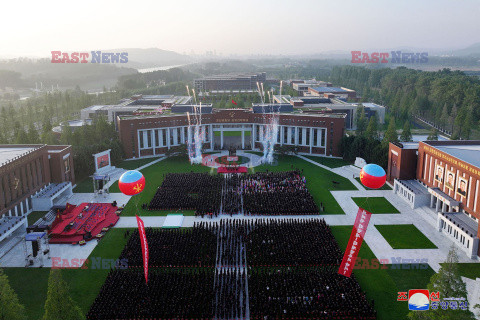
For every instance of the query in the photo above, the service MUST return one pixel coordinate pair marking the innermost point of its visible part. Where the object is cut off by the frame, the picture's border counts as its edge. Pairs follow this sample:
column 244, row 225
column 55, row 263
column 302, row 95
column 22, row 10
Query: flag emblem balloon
column 131, row 182
column 373, row 176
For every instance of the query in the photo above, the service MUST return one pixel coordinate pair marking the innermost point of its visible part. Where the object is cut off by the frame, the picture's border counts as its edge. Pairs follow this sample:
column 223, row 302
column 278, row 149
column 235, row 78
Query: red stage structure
column 83, row 222
column 232, row 169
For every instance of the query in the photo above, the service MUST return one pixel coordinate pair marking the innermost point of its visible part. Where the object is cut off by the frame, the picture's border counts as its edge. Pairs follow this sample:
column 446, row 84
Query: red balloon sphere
column 131, row 182
column 373, row 176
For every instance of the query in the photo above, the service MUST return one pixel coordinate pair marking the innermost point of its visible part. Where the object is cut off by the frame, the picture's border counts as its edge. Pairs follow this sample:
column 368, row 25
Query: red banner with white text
column 355, row 242
column 143, row 241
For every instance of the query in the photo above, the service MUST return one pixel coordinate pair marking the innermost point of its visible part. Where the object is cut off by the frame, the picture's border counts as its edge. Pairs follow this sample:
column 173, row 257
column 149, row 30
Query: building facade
column 448, row 172
column 310, row 133
column 230, row 82
column 26, row 169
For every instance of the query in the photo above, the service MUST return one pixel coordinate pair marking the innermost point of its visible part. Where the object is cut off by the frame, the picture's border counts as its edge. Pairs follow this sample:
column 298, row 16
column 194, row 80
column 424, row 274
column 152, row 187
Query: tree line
column 449, row 99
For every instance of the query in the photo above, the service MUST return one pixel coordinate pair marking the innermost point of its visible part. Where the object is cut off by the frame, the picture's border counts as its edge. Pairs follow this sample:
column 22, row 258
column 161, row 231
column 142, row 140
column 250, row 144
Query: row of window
column 177, row 136
column 289, row 133
column 449, row 229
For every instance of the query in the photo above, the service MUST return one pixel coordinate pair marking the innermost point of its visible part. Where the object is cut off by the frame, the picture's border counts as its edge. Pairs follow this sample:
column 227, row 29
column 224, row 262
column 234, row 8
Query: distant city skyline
column 242, row 27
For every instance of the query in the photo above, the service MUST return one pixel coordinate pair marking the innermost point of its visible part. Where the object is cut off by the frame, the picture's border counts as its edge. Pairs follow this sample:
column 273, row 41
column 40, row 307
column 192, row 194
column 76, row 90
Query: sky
column 264, row 27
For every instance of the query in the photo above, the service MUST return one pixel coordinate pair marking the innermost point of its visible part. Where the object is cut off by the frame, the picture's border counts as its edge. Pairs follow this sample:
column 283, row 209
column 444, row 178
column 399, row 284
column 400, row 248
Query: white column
column 243, row 138
column 168, row 138
column 139, row 132
column 311, row 139
column 145, row 139
column 175, row 136
column 221, row 136
column 210, row 132
column 160, row 138
column 153, row 140
column 281, row 134
column 252, row 136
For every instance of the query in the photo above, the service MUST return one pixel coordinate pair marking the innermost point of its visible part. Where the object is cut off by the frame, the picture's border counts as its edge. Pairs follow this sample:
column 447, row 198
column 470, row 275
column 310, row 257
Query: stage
column 83, row 222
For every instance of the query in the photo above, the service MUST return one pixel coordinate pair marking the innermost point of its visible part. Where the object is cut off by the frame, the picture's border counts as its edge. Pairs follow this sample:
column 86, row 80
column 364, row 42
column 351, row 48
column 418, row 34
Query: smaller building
column 444, row 178
column 339, row 92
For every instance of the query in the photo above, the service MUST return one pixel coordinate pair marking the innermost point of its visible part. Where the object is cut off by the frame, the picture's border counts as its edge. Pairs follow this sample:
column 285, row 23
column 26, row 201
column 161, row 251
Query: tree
column 360, row 120
column 406, row 133
column 448, row 283
column 10, row 307
column 391, row 133
column 59, row 305
column 433, row 136
column 372, row 128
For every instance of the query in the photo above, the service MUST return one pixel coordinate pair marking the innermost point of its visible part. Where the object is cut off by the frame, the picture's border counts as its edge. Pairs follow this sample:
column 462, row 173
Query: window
column 149, row 139
column 141, row 139
column 66, row 164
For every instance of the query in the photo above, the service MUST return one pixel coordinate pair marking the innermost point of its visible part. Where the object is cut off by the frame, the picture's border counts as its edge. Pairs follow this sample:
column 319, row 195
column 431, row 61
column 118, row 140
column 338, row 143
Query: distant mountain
column 473, row 50
column 152, row 57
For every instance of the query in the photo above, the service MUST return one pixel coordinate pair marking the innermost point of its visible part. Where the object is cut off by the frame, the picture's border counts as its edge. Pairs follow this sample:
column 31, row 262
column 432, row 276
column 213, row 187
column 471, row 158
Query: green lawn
column 384, row 187
column 382, row 285
column 34, row 216
column 329, row 162
column 319, row 181
column 154, row 175
column 232, row 133
column 375, row 204
column 469, row 270
column 86, row 184
column 31, row 283
column 405, row 236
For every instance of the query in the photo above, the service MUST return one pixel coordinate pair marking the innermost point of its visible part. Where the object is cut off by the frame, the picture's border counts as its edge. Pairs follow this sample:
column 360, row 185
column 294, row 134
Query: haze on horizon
column 237, row 27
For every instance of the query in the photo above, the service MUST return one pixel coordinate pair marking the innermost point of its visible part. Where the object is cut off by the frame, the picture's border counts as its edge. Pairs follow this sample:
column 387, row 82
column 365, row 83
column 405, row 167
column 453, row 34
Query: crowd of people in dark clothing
column 231, row 298
column 264, row 193
column 292, row 243
column 189, row 191
column 234, row 269
column 170, row 294
column 306, row 293
column 183, row 247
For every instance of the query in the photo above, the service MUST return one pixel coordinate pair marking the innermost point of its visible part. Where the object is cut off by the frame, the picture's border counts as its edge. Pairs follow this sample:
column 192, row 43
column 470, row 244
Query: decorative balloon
column 373, row 176
column 131, row 182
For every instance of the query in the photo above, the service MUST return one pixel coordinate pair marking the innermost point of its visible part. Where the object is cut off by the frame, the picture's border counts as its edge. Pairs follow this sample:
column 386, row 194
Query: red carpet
column 232, row 169
column 93, row 220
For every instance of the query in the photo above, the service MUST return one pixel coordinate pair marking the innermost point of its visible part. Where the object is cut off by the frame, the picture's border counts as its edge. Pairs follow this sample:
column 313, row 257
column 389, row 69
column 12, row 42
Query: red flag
column 355, row 242
column 143, row 241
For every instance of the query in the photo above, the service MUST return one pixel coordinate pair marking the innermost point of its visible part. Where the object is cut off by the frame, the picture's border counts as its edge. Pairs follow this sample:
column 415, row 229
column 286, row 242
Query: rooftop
column 10, row 153
column 467, row 153
column 329, row 89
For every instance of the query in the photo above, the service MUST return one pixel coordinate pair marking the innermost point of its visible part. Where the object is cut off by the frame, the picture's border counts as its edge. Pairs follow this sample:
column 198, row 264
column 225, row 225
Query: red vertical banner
column 355, row 242
column 143, row 241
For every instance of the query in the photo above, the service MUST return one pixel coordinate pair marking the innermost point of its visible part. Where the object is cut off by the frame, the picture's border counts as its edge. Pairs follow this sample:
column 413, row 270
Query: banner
column 143, row 241
column 355, row 242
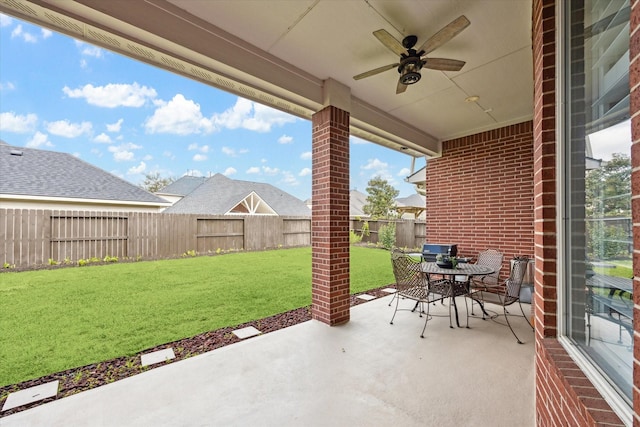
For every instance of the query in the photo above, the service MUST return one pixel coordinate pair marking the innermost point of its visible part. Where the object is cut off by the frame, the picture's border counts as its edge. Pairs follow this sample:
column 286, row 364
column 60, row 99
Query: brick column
column 330, row 299
column 634, row 83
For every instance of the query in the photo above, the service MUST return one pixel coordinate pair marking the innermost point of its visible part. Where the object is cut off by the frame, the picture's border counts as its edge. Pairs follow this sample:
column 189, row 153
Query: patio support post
column 330, row 300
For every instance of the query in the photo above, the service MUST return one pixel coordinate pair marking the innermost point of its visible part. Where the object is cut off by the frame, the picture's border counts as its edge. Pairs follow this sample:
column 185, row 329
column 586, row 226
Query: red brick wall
column 564, row 396
column 480, row 193
column 634, row 83
column 330, row 216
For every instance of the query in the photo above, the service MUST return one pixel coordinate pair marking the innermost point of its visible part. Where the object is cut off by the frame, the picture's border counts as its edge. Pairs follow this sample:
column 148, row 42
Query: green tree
column 607, row 204
column 608, row 188
column 381, row 199
column 153, row 182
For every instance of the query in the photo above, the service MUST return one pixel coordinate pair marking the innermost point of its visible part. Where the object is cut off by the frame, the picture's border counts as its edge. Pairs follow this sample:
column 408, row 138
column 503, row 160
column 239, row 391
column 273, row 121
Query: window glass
column 597, row 202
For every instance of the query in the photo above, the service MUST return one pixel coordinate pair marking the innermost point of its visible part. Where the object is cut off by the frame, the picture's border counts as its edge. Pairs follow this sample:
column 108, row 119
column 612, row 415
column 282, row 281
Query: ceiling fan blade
column 400, row 88
column 443, row 64
column 390, row 42
column 444, row 35
column 375, row 71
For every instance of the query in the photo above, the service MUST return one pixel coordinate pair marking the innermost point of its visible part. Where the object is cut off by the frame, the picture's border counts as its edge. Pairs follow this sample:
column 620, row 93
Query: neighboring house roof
column 183, row 185
column 50, row 174
column 415, row 200
column 219, row 195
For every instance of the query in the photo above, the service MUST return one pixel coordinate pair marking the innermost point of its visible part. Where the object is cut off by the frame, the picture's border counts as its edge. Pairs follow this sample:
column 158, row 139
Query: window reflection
column 598, row 312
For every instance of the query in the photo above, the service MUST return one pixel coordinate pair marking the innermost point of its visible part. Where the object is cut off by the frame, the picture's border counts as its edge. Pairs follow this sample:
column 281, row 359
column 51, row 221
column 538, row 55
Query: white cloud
column 115, row 127
column 375, row 164
column 378, row 168
column 122, row 152
column 178, row 116
column 195, row 146
column 5, row 20
column 285, row 139
column 89, row 50
column 11, row 122
column 289, row 179
column 270, row 171
column 404, row 172
column 135, row 170
column 113, row 95
column 69, row 130
column 39, row 140
column 103, row 138
column 305, row 172
column 249, row 115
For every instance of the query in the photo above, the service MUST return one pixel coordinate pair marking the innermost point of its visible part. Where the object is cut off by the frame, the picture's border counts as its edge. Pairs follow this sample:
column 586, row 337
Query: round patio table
column 456, row 287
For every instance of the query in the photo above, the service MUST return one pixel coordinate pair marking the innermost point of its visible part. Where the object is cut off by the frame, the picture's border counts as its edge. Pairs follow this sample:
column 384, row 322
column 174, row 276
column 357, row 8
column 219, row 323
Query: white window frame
column 618, row 403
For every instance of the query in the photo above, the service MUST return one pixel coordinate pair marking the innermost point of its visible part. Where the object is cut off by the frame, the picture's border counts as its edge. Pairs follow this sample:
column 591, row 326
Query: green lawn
column 53, row 320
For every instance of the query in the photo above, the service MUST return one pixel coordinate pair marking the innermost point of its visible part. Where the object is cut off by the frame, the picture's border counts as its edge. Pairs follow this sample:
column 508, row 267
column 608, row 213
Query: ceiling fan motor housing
column 410, row 67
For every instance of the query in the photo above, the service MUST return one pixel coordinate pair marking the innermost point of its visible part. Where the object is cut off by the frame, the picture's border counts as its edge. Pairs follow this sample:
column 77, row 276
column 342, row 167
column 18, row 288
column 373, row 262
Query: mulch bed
column 84, row 378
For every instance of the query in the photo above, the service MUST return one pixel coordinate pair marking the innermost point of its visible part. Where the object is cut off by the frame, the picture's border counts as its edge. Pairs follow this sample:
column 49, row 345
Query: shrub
column 354, row 237
column 387, row 236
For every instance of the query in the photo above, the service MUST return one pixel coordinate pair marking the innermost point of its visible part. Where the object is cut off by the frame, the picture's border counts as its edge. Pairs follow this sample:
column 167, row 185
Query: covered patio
column 365, row 372
column 494, row 138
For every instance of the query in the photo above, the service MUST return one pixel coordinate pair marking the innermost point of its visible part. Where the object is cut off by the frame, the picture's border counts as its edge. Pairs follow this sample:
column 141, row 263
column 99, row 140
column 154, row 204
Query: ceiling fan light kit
column 411, row 60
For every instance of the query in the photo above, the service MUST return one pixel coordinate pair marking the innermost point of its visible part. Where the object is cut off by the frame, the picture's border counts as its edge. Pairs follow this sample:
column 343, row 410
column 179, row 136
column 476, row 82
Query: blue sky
column 131, row 119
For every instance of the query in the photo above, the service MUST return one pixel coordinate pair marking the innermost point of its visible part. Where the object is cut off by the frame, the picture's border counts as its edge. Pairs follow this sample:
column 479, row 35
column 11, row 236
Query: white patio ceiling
column 298, row 55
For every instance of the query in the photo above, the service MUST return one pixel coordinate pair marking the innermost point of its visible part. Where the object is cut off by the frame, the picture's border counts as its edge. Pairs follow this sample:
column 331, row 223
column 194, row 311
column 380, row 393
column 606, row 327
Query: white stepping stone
column 157, row 356
column 30, row 395
column 247, row 332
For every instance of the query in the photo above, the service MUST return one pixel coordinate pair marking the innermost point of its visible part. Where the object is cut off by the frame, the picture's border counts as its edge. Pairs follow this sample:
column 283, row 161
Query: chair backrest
column 493, row 259
column 514, row 282
column 406, row 270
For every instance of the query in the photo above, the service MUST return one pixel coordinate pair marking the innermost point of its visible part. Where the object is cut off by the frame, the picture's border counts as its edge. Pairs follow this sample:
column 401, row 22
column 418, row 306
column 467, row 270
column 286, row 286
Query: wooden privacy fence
column 409, row 233
column 30, row 237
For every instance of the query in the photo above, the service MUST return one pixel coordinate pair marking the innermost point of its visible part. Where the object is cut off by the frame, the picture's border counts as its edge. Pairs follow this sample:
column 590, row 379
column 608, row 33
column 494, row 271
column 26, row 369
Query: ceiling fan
column 413, row 60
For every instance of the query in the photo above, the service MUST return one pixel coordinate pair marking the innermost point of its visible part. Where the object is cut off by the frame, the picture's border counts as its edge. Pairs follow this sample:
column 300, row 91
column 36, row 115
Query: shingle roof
column 219, row 194
column 184, row 185
column 31, row 172
column 413, row 200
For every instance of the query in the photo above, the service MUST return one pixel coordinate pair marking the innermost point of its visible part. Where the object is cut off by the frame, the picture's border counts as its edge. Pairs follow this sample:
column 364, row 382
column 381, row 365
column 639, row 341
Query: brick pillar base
column 330, row 299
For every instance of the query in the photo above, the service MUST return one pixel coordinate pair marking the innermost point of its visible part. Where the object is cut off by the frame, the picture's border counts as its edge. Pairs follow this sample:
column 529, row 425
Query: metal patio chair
column 504, row 294
column 490, row 258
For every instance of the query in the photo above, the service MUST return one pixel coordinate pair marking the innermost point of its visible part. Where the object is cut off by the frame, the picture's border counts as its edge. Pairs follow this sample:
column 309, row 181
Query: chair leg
column 396, row 310
column 466, row 306
column 524, row 315
column 506, row 317
column 426, row 319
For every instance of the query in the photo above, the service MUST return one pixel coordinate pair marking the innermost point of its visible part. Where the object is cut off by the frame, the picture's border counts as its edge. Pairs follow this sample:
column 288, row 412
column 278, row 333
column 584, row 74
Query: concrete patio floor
column 364, row 373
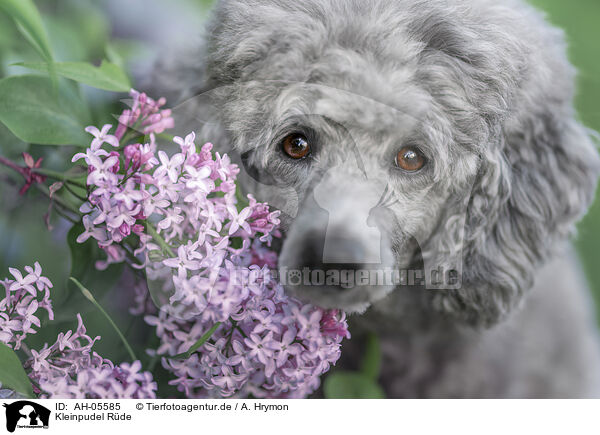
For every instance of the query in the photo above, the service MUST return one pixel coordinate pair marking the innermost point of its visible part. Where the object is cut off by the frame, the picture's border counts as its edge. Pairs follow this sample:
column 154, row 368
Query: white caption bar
column 369, row 417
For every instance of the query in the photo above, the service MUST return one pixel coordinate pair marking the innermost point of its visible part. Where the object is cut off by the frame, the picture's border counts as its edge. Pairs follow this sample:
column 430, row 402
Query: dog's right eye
column 296, row 146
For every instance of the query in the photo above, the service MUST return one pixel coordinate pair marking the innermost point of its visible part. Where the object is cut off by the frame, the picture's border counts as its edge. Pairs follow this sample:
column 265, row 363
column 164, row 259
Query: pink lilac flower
column 25, row 295
column 69, row 369
column 209, row 260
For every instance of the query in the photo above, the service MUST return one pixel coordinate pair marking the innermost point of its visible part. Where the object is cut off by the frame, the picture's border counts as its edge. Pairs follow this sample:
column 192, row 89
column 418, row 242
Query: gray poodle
column 416, row 135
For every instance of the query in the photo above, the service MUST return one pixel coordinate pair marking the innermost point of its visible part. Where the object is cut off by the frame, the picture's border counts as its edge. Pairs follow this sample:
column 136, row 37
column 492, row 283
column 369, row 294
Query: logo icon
column 26, row 414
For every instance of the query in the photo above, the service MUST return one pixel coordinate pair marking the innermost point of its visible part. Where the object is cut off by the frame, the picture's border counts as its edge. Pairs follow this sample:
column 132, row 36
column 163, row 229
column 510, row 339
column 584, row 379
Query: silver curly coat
column 486, row 90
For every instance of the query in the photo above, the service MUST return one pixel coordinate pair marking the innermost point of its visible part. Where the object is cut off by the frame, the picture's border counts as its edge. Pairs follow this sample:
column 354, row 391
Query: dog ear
column 537, row 175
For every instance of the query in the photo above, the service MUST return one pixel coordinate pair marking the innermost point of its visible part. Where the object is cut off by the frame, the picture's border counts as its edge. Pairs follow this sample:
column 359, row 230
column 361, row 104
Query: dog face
column 390, row 132
column 362, row 184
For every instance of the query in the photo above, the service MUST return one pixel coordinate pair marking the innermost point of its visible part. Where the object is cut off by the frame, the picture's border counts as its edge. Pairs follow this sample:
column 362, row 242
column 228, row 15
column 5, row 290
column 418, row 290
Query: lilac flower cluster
column 69, row 369
column 208, row 262
column 114, row 208
column 24, row 297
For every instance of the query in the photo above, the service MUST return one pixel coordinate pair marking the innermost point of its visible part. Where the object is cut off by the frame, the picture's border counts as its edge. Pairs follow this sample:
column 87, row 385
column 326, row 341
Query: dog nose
column 349, row 253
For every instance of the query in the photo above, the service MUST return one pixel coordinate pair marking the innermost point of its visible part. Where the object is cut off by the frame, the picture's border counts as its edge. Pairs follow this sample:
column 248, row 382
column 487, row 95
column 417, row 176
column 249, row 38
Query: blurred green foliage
column 580, row 20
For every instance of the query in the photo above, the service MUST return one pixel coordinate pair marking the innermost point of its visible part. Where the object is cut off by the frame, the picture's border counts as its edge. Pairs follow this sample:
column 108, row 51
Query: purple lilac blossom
column 210, row 261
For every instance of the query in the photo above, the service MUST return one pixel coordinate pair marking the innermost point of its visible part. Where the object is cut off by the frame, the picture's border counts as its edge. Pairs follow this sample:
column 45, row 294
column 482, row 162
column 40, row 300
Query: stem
column 159, row 239
column 57, row 199
column 12, row 165
column 88, row 295
column 196, row 345
column 59, row 176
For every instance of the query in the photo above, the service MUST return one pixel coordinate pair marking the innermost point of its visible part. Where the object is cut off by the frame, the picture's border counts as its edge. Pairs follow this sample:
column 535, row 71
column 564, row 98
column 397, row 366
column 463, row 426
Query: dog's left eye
column 296, row 146
column 410, row 159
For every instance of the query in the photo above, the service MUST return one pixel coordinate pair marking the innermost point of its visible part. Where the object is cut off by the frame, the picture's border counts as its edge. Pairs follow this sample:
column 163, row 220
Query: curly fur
column 487, row 88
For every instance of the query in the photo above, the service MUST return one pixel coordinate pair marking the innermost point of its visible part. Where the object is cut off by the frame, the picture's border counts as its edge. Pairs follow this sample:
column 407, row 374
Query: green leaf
column 90, row 297
column 351, row 385
column 107, row 76
column 196, row 345
column 12, row 374
column 83, row 258
column 34, row 112
column 29, row 22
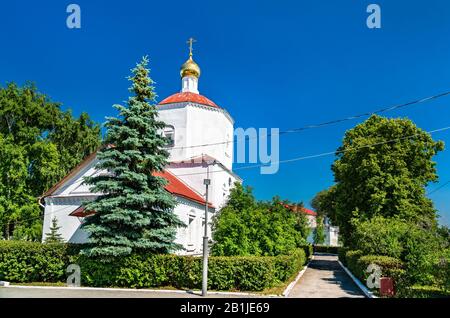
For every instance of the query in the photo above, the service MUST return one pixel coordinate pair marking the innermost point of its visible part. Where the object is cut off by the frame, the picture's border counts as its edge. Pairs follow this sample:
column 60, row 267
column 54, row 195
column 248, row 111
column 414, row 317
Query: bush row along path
column 325, row 278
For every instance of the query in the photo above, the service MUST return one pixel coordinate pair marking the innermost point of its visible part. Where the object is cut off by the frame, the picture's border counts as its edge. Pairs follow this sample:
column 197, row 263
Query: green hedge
column 22, row 262
column 425, row 292
column 309, row 250
column 326, row 249
column 357, row 263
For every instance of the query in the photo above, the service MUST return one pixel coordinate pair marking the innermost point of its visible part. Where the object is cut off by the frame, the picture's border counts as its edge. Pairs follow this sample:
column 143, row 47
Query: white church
column 192, row 121
column 197, row 128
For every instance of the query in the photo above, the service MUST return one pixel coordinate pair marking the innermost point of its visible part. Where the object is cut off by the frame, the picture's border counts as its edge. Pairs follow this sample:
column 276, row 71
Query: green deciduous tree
column 382, row 169
column 39, row 144
column 245, row 226
column 135, row 212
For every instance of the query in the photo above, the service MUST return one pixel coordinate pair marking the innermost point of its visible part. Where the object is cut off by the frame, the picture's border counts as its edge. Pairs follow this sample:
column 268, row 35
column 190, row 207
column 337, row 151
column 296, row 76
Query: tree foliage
column 324, row 205
column 39, row 144
column 135, row 212
column 382, row 169
column 54, row 236
column 245, row 226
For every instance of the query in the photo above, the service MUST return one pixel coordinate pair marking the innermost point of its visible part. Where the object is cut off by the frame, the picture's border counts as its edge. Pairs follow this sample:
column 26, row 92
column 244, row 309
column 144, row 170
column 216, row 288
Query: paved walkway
column 325, row 278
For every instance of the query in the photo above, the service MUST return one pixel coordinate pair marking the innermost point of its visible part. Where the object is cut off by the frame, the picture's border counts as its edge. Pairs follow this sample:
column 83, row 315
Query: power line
column 439, row 188
column 288, row 161
column 321, row 154
column 332, row 122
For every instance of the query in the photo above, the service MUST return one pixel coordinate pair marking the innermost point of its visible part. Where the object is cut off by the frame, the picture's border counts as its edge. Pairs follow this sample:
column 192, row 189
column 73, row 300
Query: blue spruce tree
column 135, row 214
□ □ □
Go through the listing above and write out exactly the lines starting with the one holding "column 298, row 16" and running through the one holding "column 161, row 231", ends included, and no others.

column 298, row 16
column 194, row 80
column 424, row 274
column 152, row 187
Query: tree line
column 449, row 99
For every instance of the query in the photo above, the service MUST return one pixel coordinate pair marking the innermost point of its visible part. Where the object is cut off by the frame, the picture's border counts as its edge. Pairs follow this sample:
column 22, row 258
column 161, row 231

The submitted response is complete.